MATERIAL SHOWN:
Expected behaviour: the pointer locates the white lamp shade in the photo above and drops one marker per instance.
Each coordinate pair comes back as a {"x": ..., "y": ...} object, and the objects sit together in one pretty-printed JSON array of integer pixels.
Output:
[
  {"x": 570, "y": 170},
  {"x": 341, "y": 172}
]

WHAT THIS TASK INVOLVES: Copy the data above line for line, with no changes.

ANSWER TO THE EXERCISE:
Expected behaviour: the pointer locates the white lamp shade in the photo above and drops one marker per instance.
Each coordinate pair comes back as a {"x": ..., "y": ...} object, and the objects sit together in one pretty-printed JSON array of integer pixels.
Output:
[
  {"x": 570, "y": 170},
  {"x": 341, "y": 172}
]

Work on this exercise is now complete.